Image box annotation rows:
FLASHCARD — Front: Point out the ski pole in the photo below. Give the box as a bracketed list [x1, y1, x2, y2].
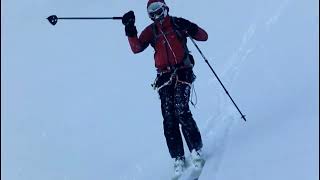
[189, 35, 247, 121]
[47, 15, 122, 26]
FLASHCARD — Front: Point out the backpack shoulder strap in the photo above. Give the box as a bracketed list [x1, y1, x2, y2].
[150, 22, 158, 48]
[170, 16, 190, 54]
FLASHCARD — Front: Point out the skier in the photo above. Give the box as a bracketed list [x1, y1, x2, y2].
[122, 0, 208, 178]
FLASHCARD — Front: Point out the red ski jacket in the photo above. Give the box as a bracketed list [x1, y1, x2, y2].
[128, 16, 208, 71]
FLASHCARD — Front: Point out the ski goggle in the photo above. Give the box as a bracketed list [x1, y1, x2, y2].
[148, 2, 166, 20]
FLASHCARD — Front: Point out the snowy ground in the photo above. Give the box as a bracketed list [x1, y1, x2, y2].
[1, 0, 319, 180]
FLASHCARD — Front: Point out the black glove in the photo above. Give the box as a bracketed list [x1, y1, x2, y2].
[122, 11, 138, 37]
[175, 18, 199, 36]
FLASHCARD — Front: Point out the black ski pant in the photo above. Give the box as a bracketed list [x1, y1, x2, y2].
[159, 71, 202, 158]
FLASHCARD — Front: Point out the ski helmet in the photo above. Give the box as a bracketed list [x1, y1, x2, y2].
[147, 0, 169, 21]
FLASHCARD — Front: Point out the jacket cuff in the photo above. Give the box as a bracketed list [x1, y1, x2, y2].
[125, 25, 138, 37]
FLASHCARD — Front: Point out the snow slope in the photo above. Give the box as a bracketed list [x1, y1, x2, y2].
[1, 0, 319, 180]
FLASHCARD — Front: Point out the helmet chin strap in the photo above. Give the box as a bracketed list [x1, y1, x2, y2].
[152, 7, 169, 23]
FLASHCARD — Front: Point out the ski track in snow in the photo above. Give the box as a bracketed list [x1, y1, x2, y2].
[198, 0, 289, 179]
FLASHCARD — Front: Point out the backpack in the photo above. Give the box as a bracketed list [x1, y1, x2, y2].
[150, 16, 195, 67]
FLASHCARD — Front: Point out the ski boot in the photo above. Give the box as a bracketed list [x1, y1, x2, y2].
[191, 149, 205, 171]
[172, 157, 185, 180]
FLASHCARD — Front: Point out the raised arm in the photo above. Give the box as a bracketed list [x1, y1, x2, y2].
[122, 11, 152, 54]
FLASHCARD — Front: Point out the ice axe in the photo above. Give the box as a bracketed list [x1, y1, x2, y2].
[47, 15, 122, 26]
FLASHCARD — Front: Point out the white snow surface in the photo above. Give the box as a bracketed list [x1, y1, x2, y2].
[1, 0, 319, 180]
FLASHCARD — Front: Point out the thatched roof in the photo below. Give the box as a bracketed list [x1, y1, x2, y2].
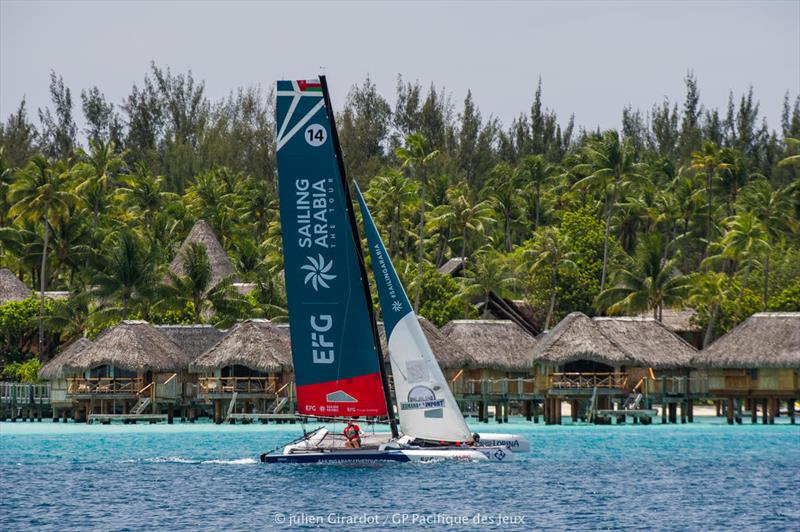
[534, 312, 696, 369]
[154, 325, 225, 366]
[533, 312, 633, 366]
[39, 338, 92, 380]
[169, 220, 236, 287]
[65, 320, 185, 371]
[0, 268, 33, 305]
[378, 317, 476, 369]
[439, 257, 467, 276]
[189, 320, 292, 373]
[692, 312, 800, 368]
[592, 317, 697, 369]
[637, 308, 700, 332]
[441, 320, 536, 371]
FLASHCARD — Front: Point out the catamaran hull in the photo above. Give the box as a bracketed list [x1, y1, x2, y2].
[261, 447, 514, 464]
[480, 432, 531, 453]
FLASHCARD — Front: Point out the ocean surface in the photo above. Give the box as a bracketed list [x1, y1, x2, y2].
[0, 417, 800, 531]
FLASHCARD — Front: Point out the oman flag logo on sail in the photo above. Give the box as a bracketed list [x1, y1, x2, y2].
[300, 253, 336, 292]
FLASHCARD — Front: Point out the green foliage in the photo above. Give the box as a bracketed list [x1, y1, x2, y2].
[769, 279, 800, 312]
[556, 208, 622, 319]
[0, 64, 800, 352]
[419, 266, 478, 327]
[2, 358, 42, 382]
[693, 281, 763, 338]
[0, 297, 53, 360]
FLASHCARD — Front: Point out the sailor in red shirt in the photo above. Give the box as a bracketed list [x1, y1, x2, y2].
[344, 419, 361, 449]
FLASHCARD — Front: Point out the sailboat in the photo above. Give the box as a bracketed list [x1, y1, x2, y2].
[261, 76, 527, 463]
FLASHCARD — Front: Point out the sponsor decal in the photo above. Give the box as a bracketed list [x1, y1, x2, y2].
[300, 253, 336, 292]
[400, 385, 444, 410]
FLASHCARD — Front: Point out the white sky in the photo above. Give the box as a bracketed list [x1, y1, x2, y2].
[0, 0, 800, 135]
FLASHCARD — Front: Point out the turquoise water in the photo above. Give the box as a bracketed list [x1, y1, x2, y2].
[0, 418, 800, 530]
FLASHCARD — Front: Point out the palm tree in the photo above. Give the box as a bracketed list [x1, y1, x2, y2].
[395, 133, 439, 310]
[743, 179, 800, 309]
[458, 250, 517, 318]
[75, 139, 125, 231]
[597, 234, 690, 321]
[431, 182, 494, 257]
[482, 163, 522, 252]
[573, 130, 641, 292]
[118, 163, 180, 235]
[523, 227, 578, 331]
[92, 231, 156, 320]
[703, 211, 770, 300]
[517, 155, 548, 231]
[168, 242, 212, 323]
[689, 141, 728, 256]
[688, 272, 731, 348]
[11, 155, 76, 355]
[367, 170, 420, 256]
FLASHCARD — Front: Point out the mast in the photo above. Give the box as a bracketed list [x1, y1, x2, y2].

--

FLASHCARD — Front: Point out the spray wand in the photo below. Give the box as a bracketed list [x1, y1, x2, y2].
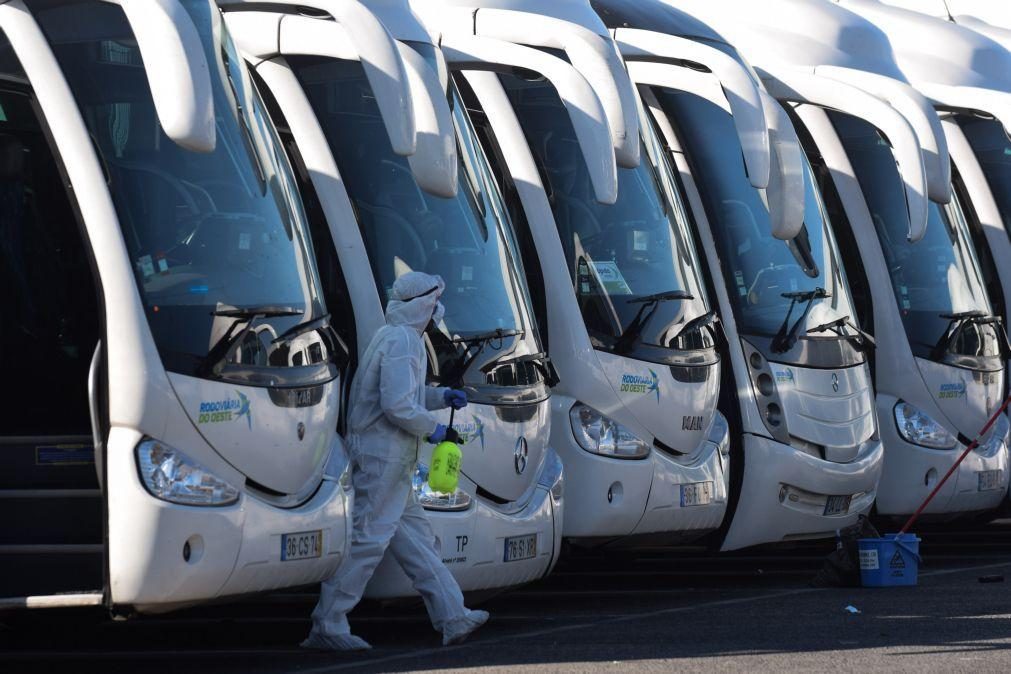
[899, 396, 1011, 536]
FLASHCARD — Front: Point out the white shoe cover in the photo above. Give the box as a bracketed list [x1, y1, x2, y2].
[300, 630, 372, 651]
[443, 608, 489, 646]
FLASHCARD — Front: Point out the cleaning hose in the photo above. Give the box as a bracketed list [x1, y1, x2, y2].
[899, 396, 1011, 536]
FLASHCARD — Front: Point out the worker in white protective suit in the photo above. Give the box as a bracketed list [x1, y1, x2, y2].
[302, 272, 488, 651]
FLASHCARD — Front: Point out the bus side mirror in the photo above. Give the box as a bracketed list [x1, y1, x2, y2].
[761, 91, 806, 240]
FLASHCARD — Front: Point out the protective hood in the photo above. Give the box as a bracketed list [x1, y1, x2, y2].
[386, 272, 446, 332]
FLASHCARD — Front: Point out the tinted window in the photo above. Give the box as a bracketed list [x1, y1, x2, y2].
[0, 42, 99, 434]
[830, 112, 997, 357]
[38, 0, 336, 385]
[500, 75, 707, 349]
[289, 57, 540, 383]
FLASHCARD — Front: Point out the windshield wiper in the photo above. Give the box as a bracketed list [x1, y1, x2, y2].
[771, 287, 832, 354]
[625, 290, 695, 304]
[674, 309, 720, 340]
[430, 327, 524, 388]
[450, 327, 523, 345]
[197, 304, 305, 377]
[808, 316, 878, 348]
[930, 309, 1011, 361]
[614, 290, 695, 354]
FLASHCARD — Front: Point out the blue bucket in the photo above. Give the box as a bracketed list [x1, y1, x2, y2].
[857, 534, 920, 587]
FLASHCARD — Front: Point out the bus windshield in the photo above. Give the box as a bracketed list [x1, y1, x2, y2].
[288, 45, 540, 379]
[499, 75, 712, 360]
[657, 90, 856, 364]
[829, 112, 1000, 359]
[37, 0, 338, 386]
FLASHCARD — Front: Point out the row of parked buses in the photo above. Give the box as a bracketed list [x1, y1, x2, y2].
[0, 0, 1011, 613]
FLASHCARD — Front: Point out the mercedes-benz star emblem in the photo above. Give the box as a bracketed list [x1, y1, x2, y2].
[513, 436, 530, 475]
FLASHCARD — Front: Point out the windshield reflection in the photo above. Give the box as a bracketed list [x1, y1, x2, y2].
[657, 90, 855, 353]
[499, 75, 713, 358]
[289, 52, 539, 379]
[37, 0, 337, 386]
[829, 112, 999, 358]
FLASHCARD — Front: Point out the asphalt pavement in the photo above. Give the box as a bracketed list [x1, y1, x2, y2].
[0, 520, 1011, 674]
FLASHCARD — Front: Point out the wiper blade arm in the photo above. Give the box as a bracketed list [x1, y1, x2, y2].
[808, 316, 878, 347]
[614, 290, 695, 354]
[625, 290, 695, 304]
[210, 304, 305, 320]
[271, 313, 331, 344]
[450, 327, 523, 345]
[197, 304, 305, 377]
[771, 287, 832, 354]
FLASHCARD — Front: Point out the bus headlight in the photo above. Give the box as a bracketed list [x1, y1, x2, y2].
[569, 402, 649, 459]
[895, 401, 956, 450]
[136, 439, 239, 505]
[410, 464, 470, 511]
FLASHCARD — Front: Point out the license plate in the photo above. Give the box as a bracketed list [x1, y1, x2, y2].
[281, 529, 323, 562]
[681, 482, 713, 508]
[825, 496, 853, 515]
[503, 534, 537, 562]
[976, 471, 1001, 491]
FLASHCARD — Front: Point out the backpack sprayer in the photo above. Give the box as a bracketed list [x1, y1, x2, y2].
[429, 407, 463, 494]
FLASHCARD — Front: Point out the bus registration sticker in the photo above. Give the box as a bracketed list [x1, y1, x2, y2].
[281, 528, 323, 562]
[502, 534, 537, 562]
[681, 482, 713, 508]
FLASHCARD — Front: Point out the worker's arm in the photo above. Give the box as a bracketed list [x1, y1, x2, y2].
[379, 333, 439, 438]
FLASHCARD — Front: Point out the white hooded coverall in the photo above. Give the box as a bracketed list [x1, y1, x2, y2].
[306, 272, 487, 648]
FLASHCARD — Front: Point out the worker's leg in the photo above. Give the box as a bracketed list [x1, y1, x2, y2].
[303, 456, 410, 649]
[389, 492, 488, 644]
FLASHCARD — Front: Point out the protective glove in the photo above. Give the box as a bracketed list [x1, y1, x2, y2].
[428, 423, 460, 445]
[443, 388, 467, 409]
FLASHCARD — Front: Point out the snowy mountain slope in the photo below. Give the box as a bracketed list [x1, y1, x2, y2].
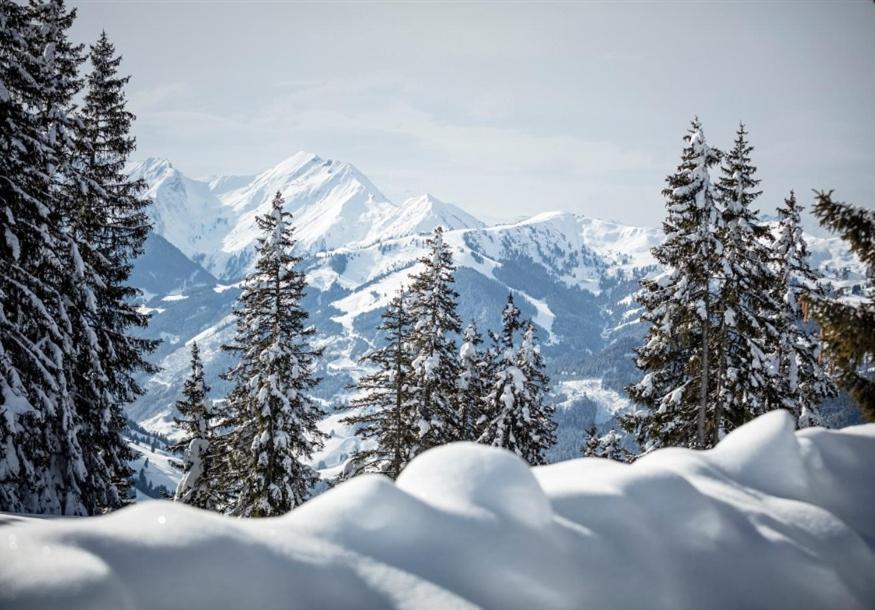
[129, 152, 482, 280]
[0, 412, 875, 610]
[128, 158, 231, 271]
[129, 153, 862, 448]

_Given task:_ Copy the rows word for word, starting at the line that contains "FLASHCARD — Front: Point out the ski pole" and ending after the line that contains "[170, 16, 190, 54]", leaving out any picture.

_Exercise solution:_
FLASHCARD — Front: Point out the ski pole in the photo below. Give the box as a bracketed list [x1, y1, x2, y2].
[189, 35, 247, 121]
[47, 15, 122, 26]
FLASHCARD — Front: Point out the backpack shoulder strap in the photo above. Give the box as a bracketed list [x1, y1, x2, y2].
[150, 22, 158, 48]
[170, 16, 190, 54]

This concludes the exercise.